__Goal of the exercise__. From the line containing "Category: man's ear" down to the final line of the entries below, restate each line word for word and add nothing.

[Referring expression pointing data]
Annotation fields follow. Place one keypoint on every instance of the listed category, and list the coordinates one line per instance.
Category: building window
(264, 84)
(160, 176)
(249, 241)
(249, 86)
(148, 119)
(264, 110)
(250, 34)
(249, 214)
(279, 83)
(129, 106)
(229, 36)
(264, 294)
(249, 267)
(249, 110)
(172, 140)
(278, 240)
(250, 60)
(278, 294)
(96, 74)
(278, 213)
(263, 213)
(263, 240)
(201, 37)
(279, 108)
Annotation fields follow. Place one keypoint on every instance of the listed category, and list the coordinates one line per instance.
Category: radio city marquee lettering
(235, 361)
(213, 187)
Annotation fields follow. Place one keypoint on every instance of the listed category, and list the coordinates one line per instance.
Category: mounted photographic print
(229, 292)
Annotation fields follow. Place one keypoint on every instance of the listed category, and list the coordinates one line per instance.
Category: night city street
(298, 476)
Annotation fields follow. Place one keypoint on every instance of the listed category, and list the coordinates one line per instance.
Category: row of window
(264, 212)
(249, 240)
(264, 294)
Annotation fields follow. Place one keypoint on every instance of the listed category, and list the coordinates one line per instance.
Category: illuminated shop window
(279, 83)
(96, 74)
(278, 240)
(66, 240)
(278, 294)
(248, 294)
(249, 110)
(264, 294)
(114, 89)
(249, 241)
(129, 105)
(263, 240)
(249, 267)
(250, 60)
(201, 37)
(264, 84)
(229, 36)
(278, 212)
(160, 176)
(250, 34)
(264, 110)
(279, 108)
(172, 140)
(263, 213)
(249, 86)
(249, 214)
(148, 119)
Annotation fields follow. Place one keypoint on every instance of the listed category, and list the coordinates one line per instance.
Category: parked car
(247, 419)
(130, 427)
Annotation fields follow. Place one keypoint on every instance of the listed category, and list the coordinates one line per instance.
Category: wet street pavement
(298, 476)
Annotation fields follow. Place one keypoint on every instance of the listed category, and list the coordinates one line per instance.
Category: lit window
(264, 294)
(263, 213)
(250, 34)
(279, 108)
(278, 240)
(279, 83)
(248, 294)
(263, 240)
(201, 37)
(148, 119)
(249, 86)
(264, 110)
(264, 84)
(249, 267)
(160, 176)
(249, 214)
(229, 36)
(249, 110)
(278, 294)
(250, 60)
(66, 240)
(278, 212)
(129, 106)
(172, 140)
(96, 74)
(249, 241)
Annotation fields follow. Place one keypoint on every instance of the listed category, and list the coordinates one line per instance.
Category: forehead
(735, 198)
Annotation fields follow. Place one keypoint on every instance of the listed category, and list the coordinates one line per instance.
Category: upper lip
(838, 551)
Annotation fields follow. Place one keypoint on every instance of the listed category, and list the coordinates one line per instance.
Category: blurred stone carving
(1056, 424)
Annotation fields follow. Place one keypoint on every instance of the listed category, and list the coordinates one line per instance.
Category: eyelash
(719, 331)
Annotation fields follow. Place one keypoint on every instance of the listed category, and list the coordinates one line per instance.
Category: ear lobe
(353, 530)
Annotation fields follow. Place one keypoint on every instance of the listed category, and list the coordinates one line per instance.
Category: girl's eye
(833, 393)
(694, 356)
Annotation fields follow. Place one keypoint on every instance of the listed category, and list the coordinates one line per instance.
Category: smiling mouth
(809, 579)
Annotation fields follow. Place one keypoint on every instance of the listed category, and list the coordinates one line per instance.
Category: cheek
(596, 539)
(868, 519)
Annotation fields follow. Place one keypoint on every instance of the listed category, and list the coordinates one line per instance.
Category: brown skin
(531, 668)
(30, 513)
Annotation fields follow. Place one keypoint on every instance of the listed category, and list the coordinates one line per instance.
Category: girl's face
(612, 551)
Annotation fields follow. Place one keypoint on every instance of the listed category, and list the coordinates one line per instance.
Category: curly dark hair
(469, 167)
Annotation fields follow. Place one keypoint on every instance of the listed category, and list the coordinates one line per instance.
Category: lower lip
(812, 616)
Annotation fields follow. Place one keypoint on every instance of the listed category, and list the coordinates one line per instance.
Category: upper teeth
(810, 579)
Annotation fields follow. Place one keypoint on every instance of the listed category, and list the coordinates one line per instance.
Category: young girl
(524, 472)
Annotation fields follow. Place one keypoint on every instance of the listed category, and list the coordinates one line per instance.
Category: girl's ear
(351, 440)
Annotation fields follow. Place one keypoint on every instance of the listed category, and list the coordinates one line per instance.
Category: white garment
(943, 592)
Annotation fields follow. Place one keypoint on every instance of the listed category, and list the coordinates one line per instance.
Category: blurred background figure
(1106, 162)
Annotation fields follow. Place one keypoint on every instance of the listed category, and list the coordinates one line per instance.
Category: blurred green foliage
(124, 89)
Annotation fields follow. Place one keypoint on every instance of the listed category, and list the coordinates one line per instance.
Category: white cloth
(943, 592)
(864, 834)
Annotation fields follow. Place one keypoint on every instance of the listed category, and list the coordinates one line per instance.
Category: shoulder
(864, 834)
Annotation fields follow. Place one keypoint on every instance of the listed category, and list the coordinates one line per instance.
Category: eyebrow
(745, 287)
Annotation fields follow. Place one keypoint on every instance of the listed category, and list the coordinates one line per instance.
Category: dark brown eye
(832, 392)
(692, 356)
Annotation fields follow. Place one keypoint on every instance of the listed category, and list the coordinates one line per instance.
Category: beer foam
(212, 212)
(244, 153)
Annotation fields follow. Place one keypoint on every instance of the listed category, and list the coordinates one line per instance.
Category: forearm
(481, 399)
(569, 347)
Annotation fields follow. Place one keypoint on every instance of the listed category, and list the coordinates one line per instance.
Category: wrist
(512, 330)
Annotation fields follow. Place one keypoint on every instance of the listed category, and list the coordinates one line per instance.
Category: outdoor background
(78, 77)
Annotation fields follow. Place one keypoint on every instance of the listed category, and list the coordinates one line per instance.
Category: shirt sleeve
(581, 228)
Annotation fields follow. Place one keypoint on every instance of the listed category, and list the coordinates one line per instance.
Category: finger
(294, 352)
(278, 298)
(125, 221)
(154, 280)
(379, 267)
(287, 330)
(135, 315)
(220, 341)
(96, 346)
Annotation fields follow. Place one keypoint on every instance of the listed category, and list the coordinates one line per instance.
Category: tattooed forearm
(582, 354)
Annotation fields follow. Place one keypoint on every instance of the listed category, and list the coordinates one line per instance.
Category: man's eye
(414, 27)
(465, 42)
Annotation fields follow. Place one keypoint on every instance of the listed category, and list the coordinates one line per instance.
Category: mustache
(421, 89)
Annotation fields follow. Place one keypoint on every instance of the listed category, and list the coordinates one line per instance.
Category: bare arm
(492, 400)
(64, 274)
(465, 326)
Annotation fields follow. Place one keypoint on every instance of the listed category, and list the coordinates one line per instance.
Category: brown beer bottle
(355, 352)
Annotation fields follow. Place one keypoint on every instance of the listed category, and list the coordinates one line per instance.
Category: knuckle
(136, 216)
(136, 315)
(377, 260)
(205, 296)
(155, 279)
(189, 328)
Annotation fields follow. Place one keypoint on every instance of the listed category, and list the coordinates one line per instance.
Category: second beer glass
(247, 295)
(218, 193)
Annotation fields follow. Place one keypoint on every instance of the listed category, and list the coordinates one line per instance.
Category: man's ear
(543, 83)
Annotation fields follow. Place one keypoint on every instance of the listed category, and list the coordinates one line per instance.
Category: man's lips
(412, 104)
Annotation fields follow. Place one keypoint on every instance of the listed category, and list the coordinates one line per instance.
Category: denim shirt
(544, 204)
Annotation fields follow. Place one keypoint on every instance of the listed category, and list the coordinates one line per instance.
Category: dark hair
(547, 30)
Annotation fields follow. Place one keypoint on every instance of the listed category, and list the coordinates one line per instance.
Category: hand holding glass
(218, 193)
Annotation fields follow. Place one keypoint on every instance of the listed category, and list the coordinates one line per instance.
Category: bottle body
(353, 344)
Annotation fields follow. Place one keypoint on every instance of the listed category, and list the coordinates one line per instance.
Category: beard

__Written reply__.
Category: man's ear
(543, 83)
Annotation fields follow. Place one keypoint on every instance of the listed category, and list the coordinates one line per instance.
Category: man's lips
(412, 104)
Annotation fields follow. Place one keypoint on every instance of the listed category, and list the coordinates one line per instance.
Category: denim shirt
(544, 204)
Annotation fields follow. Place one keypoint on every instance of the listed category, and list the coordinates one line per instance.
Category: dark hair
(547, 30)
Annotation fields follow. Place one keypoint on every instance of the listed category, and list the coordinates one line per instance.
Category: hand holding glass
(218, 193)
Annotation fields follow. Place one keypoint on every instance of the listed category, and list the coordinates one line per instance.
Category: bottle body
(353, 344)
Annotation fields follow. Place one keypoint on every instance of the listed category, and list the coordinates one line per instance.
Category: beard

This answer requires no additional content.